What to produce | Write out each line of the material again, word for word.

Extracted records |
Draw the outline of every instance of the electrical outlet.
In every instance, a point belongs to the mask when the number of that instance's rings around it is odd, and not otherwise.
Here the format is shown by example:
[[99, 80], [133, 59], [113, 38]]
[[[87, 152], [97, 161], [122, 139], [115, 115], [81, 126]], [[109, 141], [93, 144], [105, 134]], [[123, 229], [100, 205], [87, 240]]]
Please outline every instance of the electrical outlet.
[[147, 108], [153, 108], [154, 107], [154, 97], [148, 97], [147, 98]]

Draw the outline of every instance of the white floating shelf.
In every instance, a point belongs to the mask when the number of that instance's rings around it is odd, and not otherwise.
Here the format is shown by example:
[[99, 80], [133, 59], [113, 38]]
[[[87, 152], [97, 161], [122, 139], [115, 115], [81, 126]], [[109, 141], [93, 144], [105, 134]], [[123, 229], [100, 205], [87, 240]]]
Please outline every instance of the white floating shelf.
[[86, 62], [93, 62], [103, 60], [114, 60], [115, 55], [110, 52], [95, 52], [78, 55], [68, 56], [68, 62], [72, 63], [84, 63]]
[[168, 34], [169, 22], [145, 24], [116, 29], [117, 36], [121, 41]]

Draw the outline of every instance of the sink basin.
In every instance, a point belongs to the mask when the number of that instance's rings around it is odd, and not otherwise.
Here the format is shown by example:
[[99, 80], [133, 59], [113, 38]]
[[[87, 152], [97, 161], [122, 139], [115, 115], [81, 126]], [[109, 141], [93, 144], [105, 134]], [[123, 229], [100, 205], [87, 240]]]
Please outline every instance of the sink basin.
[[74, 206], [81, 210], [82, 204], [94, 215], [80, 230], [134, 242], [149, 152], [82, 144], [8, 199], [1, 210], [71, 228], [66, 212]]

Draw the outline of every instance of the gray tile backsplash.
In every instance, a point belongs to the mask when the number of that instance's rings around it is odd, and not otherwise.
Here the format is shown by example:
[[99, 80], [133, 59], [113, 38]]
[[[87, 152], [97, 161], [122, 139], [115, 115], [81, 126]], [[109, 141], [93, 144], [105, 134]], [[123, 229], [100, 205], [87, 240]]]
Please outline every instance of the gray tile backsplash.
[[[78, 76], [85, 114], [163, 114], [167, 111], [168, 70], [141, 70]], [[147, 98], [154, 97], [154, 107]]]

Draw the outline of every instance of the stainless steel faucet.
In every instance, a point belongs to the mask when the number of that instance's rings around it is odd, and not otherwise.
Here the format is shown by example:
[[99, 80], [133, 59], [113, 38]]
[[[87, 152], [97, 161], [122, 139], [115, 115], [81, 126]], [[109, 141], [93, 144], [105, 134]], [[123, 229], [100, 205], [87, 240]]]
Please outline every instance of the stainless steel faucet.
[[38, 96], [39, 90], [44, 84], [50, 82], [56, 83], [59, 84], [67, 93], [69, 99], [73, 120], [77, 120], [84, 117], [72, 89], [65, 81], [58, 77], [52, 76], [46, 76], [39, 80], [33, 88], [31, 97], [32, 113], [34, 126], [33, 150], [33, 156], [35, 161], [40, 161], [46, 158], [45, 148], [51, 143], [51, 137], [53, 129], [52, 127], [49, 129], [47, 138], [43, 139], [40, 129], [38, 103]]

Reply to the exercise |
Draw the outline of every instance of the electrical outlet.
In every instance, a point belongs to the mask when the number of that instance's rings around it is odd, and not otherwise.
Here the format is shown by example:
[[99, 80], [133, 59], [113, 38]]
[[[87, 152], [97, 161], [122, 139], [115, 115], [81, 126]], [[109, 141], [93, 144], [105, 134]], [[123, 229], [100, 205], [87, 240]]]
Please outline every instance of the electrical outlet.
[[147, 108], [153, 108], [154, 107], [154, 97], [148, 97], [147, 98]]

Draw the outline of every instance of the white floating shelf.
In every instance, a point belongs to the mask when the number of that instance's rings around it is odd, and not otherwise.
Here the format is shown by example:
[[99, 80], [133, 59], [113, 38]]
[[[87, 152], [97, 161], [122, 139], [115, 115], [81, 126]], [[109, 141], [93, 144], [105, 134]], [[123, 229], [100, 205], [87, 240]]]
Please outline every instance of the white floating shelf.
[[86, 62], [93, 62], [103, 60], [114, 60], [115, 55], [110, 52], [95, 52], [78, 55], [68, 56], [68, 62], [72, 63], [84, 63]]
[[168, 34], [169, 22], [145, 24], [116, 29], [117, 36], [121, 41]]

Draw the outline of every instance of the sink basin.
In every instance, a point belongs to the mask when the number of that instance's rings around it is odd, and not otherwise.
Here the format is shown by example:
[[99, 80], [133, 59], [113, 38]]
[[[87, 152], [97, 161], [122, 139], [115, 115], [81, 126]], [[109, 141], [93, 144], [105, 134]], [[123, 229], [100, 205], [87, 240]]]
Please outline every instance of the sink basin.
[[74, 206], [81, 210], [82, 204], [94, 215], [80, 230], [134, 242], [149, 152], [82, 144], [8, 199], [1, 210], [71, 228], [66, 212]]

Draw the outline of every instance of the gray tile backsplash.
In every instance, a point belongs to the mask when the number of that instance's rings around it is odd, and not otherwise.
Here the format is shown by example:
[[99, 80], [133, 59], [113, 38]]
[[[87, 152], [97, 161], [122, 139], [115, 115], [81, 126]], [[109, 141], [93, 144], [105, 134]], [[123, 229], [100, 205], [87, 240]]]
Please outline every instance of the gray tile backsplash.
[[[78, 76], [85, 114], [163, 114], [167, 111], [168, 70], [141, 70]], [[147, 98], [154, 97], [154, 107]]]

Draw the outline of every instance of the stainless steel faucet.
In every instance, a point belongs to the mask when the number of that instance's rings around it is odd, and not otherwise.
Here the format is shown by example:
[[99, 80], [133, 59], [113, 38]]
[[[87, 152], [97, 161], [122, 139], [115, 115], [81, 126]], [[109, 141], [93, 144], [105, 134]], [[123, 229], [100, 205], [87, 240]]]
Please outline every instance of the stainless steel faucet.
[[38, 96], [39, 90], [44, 84], [50, 82], [56, 83], [59, 84], [67, 93], [69, 99], [73, 120], [77, 120], [84, 117], [72, 89], [65, 81], [58, 77], [52, 76], [46, 76], [39, 80], [33, 88], [31, 97], [32, 113], [34, 126], [33, 150], [33, 156], [35, 161], [40, 161], [46, 158], [45, 148], [51, 143], [51, 137], [53, 129], [52, 127], [49, 129], [47, 138], [43, 139], [40, 129], [38, 103]]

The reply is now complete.